> [Dataset items about object locations]:
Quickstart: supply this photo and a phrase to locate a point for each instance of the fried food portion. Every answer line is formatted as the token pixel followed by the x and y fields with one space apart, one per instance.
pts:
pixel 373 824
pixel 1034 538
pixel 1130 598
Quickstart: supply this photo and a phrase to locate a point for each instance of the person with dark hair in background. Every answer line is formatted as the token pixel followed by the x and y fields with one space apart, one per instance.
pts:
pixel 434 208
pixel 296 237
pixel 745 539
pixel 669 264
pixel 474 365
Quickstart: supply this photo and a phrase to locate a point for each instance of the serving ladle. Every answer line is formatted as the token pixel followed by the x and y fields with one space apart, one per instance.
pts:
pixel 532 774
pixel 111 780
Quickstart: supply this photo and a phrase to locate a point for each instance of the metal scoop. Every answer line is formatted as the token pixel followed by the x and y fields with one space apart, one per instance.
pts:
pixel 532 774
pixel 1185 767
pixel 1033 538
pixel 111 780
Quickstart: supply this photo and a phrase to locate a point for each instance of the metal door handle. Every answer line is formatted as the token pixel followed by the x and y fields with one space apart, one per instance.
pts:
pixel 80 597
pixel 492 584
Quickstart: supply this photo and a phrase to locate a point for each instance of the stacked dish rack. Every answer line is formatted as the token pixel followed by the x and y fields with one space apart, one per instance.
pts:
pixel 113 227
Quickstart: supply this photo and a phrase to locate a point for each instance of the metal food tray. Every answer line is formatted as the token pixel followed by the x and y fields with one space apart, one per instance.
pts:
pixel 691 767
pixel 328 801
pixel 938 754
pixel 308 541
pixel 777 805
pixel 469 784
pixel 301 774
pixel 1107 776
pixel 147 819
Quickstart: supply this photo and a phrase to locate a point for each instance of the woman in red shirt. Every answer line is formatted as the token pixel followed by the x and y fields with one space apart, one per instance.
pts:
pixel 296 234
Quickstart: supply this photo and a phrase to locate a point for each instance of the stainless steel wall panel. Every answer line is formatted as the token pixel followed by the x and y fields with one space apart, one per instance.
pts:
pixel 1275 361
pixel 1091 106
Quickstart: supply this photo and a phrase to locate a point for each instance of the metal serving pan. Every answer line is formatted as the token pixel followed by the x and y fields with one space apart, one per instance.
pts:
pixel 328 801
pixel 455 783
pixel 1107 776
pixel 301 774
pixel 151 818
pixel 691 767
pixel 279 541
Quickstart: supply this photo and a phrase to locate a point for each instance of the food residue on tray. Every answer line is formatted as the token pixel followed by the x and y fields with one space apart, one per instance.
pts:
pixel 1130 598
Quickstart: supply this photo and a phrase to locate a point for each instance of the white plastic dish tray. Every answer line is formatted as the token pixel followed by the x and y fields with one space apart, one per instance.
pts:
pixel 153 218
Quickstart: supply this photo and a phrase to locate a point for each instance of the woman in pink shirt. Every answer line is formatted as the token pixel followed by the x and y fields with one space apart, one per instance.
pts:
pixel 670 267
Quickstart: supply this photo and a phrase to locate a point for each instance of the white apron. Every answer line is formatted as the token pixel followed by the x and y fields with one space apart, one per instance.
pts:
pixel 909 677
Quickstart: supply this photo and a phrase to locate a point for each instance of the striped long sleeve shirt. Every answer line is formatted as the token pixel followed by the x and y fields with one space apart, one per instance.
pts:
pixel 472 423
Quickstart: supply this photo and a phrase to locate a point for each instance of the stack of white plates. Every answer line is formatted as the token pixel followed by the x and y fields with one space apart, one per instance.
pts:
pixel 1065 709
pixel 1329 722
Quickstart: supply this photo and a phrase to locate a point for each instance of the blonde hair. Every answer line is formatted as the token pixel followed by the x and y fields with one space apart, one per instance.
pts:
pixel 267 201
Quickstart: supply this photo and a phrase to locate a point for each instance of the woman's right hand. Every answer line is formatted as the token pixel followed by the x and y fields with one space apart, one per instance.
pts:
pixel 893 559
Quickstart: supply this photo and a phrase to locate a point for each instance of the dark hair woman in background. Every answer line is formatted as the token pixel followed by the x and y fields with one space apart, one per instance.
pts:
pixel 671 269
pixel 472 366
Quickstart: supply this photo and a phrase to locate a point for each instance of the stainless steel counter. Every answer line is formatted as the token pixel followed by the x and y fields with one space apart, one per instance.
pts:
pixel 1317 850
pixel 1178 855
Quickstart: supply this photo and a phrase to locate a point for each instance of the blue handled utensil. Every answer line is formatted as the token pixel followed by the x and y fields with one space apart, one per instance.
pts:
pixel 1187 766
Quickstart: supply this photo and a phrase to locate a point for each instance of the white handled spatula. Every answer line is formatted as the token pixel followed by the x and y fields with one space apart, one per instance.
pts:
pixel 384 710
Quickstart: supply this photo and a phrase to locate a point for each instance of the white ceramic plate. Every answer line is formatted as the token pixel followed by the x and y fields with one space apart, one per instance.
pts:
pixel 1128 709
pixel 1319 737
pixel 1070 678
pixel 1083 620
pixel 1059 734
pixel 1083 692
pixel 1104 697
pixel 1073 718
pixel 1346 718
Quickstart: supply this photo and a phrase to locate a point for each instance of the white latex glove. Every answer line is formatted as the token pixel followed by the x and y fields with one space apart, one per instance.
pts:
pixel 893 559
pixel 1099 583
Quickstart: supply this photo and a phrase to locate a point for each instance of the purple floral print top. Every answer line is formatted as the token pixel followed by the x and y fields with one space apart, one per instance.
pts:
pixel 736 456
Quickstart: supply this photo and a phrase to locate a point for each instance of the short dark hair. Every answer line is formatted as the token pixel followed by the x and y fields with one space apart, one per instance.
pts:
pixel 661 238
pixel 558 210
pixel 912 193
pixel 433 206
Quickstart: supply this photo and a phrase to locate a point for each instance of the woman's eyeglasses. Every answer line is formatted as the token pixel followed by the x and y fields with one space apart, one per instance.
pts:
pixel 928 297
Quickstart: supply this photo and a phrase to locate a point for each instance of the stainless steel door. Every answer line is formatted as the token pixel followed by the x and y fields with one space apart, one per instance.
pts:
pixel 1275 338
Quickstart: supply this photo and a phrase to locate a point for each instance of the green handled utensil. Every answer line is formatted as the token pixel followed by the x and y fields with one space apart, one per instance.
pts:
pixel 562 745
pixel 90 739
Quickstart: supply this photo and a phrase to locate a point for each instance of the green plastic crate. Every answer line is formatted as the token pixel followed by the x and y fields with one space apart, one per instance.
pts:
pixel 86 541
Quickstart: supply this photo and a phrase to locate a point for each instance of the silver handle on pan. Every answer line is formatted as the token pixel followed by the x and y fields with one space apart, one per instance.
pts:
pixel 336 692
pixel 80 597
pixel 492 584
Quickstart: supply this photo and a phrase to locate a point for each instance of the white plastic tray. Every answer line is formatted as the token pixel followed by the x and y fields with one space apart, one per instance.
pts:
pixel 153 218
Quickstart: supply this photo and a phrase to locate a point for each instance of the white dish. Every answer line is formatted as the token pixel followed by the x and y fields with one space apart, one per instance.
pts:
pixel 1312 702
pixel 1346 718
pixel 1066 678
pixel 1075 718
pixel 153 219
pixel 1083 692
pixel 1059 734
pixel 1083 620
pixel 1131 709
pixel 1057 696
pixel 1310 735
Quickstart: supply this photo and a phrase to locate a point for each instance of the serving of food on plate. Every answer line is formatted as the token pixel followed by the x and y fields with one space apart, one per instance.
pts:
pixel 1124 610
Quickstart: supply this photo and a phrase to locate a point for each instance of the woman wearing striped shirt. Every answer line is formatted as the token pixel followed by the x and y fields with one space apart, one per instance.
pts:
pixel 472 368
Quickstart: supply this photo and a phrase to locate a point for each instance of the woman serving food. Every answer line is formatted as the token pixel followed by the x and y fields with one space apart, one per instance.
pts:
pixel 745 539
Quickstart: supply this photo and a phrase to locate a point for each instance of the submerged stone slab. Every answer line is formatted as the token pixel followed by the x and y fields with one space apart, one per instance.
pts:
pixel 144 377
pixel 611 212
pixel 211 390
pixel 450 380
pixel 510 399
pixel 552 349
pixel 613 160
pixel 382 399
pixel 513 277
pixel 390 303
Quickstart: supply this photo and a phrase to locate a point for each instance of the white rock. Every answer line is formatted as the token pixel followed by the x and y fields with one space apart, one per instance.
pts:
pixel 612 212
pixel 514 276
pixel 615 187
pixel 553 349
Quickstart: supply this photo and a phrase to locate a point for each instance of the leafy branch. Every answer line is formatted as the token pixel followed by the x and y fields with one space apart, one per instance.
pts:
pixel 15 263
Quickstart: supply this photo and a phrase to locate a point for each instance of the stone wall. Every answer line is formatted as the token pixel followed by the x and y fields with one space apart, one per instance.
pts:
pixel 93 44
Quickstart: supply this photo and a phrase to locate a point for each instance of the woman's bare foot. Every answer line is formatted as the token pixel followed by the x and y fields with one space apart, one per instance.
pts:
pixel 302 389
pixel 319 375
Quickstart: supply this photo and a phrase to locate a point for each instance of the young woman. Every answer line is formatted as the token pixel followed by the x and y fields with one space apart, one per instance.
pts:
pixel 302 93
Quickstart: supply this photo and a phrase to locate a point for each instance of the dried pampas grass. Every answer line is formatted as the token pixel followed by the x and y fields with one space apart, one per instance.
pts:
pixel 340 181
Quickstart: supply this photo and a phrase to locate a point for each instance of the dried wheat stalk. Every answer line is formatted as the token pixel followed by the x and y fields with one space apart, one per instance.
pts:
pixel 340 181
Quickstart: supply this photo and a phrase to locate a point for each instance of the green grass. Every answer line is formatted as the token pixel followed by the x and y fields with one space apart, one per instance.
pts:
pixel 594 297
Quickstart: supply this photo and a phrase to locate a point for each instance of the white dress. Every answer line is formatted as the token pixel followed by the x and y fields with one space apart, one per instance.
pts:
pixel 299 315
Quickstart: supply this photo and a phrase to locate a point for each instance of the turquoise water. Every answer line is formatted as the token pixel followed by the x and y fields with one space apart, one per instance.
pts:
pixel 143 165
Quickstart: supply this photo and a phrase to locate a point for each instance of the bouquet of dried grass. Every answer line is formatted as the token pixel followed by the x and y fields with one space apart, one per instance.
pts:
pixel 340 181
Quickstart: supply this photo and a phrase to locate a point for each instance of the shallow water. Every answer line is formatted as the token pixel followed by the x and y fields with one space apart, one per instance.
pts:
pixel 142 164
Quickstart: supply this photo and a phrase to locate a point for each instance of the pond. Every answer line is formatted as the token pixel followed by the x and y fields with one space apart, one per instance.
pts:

> [Written exercise]: Put every line from the one containing "of the stone" through the one containing "pixel 299 315", both included, into a JSON list of strings with one string per line. Leave out any blank lines.

> [The result]:
[
  "Quickstart: supply this photo and a phrase to locate a point for each instance of the stone wall. Every answer line is formatted as the token pixel followed by the x and y fields with one space apart, one per instance.",
  "pts:",
  "pixel 93 44",
  "Quickstart: supply this photo and a phrase to locate a point for each instance of the woman's bare foot. Every answer line is formatted as the token pixel followed by the x and y fields with one space apart, one per instance.",
  "pts:",
  "pixel 302 389",
  "pixel 319 375",
  "Quickstart: supply this photo and a phrase to locate a point for each instance of the young woman. Every answer line is formatted as the token pixel followed by the x and y fields with one space apart, one per instance.",
  "pts:",
  "pixel 302 93",
  "Quickstart: supply this photo and a phrase to locate a point for each instance of the dried pampas grass. Every answer line is formatted as the token pixel followed by the x and y fields with one space apart, one per instance.",
  "pts:",
  "pixel 340 181",
  "Quickstart: supply this photo and a phrase to locate a point for each instance of the dried wheat stalk. Every answer line is formatted as the token pixel followed by the x and y fields with one space apart, one per instance.",
  "pts:",
  "pixel 340 181",
  "Quickstart: supply this photo and a phrase to locate a point for each instance of the green grass. Every answer line is formatted as the token pixel followed by the x and y fields with one space apart, one per instance.",
  "pts:",
  "pixel 594 297",
  "Quickstart: supply this photo and a phrase to locate a point for each instance of the white dress. Every answer line is formatted as the token pixel followed by the x and y fields with one space apart, one per instance.",
  "pts:",
  "pixel 299 315"
]